PROVIDED MATERIAL below:
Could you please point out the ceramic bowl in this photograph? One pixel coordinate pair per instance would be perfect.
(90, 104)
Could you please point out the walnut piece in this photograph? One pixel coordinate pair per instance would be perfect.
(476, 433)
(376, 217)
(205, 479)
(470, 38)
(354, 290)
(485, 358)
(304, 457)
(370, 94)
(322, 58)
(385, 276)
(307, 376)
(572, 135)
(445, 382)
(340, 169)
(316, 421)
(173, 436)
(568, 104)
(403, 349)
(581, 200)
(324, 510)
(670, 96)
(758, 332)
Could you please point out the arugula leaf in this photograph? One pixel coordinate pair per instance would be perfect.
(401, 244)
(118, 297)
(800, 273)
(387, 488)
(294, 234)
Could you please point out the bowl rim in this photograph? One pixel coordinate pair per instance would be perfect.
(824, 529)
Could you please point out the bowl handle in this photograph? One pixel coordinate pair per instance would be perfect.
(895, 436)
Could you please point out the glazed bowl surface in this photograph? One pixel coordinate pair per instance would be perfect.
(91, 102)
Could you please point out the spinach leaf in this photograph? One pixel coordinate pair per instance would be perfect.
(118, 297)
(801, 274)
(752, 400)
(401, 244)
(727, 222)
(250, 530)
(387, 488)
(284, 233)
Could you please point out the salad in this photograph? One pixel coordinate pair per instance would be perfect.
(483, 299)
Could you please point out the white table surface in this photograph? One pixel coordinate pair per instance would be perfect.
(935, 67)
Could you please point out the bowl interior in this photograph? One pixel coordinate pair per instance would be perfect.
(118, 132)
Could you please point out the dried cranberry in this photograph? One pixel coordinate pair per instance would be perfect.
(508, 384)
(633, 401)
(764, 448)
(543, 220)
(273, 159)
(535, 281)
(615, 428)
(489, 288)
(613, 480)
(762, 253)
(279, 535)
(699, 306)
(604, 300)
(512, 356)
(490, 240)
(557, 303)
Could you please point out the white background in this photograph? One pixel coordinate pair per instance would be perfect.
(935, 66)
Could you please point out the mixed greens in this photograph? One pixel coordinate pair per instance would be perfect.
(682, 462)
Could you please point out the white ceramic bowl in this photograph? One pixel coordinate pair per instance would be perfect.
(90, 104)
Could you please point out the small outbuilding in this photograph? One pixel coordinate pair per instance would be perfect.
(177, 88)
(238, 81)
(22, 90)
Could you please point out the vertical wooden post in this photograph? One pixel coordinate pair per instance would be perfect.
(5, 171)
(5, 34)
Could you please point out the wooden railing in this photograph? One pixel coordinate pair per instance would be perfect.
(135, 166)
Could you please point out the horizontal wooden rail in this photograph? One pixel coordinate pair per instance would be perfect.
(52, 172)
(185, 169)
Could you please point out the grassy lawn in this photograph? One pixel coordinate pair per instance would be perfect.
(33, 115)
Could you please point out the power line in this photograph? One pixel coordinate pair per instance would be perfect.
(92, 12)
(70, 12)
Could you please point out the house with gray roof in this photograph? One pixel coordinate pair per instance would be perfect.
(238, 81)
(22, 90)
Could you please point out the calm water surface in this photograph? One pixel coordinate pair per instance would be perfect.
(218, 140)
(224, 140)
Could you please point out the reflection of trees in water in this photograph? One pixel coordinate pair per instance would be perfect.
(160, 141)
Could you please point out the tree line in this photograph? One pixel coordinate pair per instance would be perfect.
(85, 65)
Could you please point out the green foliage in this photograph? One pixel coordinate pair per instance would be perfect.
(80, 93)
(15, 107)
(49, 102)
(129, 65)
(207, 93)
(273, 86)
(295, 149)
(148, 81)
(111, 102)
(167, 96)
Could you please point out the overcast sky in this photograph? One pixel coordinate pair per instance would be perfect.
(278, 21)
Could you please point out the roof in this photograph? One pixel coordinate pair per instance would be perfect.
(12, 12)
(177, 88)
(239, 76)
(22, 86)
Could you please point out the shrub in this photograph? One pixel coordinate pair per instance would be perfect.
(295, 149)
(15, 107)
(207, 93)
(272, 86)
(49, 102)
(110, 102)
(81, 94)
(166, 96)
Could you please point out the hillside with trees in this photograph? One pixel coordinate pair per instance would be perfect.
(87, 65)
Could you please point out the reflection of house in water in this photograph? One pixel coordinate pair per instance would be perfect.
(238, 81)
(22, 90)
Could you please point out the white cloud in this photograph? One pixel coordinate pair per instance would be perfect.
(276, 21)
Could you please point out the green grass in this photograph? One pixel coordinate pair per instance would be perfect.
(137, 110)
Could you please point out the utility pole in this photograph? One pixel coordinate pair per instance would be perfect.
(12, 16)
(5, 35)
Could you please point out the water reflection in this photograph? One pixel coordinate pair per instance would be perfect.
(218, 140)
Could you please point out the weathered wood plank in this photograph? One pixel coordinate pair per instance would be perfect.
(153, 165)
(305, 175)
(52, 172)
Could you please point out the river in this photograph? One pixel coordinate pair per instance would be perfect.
End of PROVIDED MATERIAL.
* WHAT YOU HAVE TO DO: The full set of records must be output again exactly.

* SOLUTION TO THIS TASK:
Could you please point out the ceramic bowl in this photograph? One pixel coordinate pair per instance would be perfect.
(90, 104)
Could you please point out the walnut piece in this photograph? One pixel coordinate pair per instance would be perfect.
(476, 433)
(376, 217)
(205, 479)
(470, 38)
(354, 290)
(485, 358)
(304, 457)
(370, 94)
(322, 58)
(385, 276)
(307, 376)
(572, 135)
(445, 382)
(340, 169)
(316, 421)
(173, 436)
(568, 104)
(403, 349)
(581, 200)
(324, 510)
(670, 96)
(758, 332)
Could you please point out the arugula leaf in this photograph? One pixel coordinate pair per instance would be perfect.
(401, 244)
(118, 297)
(800, 273)
(387, 488)
(294, 234)
Could you please point out the bowl rim in this photograph? One pixel coordinate pair per instance would be perfect.
(824, 529)
Could you please point out the bowl handle in this photograph? One pixel coordinate pair per instance would be perfect.
(895, 436)
Could you please point out the glazed bowl surface in this photograph? One pixel coordinate pair per instance would be perfect.
(91, 102)
Could you please point out the spinach leaf in this photograph? One pixel coordinate pair per instance would be perfect.
(118, 297)
(801, 274)
(752, 400)
(401, 244)
(727, 222)
(250, 530)
(387, 488)
(284, 233)
Could you please point out the salad in this photograph? One pixel coordinate pair per instance would be perfect.
(483, 299)
Could you please point out the white table surface in this photograph? One pixel coordinate pair per instance would be perfect.
(935, 67)
Could you please point out the bowl interior in this photograph? One pixel coordinate pair per instance would be perfect.
(118, 132)
Could you please point out the dried cranberry in this photograph? One pixel coordinate pair per instance would be perfect.
(508, 384)
(633, 401)
(764, 448)
(543, 220)
(273, 159)
(535, 281)
(615, 428)
(489, 288)
(613, 480)
(762, 253)
(279, 535)
(699, 306)
(604, 300)
(512, 356)
(490, 240)
(557, 303)
Could you please point out the white background in this photograph? One pixel coordinate pair per instance would be perfect.
(935, 66)
Could you please point out the mixed greens in this photograph? One pixel coordinate pair per instance would be perfect.
(682, 462)
Could you please point out the white ceramic bowl in this photograph? One pixel coordinate pair per instance would be perfect.
(90, 104)
Could you please point out the small outbuilding in this photograph? One pixel coordinate pair per instance would be perfect.
(177, 88)
(238, 81)
(22, 90)
Could you please point out the vertical wooden post in this photograph? One pixel coordinate pair per instance would be perfect.
(5, 171)
(5, 34)
Could you please point out the wooden railing in this photograph? One pixel coordinate pair per instance would be perfect.
(135, 166)
Could you please point out the horizontal wooden rail in this photograph? One pixel coordinate pair per instance would be perfect.
(52, 172)
(185, 169)
Could you please point out the grassy lawn in this photograph? One pixel coordinate pair per instance would be perfect.
(33, 115)
Could you please point out the power line in this photograph? One pixel coordinate pair per instance would be perfect.
(92, 12)
(70, 12)
Could you please point out the house with gray roof in this photograph? One pixel coordinate pair per instance would be perfect.
(238, 81)
(22, 90)
Could you please point out the calm water surface in this photograph? One pixel coordinate pair per instance would be perfect.
(218, 140)
(224, 140)
Could you please point out the reflection of trees in water in this photograph? One pixel coordinate pair per instance would be perfect.
(160, 141)
Could you please point out the tree line in this photograph? One pixel coordinate pair per instance would be perfect.
(85, 65)
Could you please point out the green foliage in this photograph? One pixel coordinate pair per instance would be perfect.
(80, 93)
(15, 107)
(49, 102)
(129, 65)
(207, 93)
(273, 86)
(295, 149)
(148, 81)
(111, 102)
(167, 96)
Could you please point out the overcast sky in this photograph? One pixel coordinate pair per instance would be perfect.
(278, 21)
Could you please point out the roof in this photograph? One pixel coordinate pair per instance would be perfect.
(12, 12)
(177, 88)
(239, 76)
(22, 86)
Could you please point out the shrub in this photograph? One pixel coordinate pair per instance would be perfect.
(295, 149)
(15, 107)
(207, 93)
(272, 86)
(49, 102)
(110, 102)
(81, 94)
(166, 96)
Could you please point out the hillside with trees in this photograph? One pixel coordinate pair per instance would be perfect.
(87, 65)
Could you please point out the reflection of house in water in this photograph? One pixel coordinate pair per instance would be perfect.
(238, 81)
(22, 90)
Could you please point out the white cloud in this photograph? One pixel coordinate pair per instance would be perfect.
(276, 21)
Could you please point out the green grass in this photograph? One pixel coordinate pair per instance would be perfect.
(137, 110)
Could you please point out the utility pole in this photograph? One pixel coordinate pair per instance would be perfect.
(12, 16)
(5, 35)
Could you please point out the water reflection in this photograph? One pixel coordinate pair per instance would be perfect.
(218, 140)
Could you please point out the weathered wood plank in this photograph? One pixel coordinate pair per instance would be perfect.
(153, 165)
(305, 175)
(52, 172)
Could you please point out the river in this photograph? One pixel coordinate pair per instance would be perfect.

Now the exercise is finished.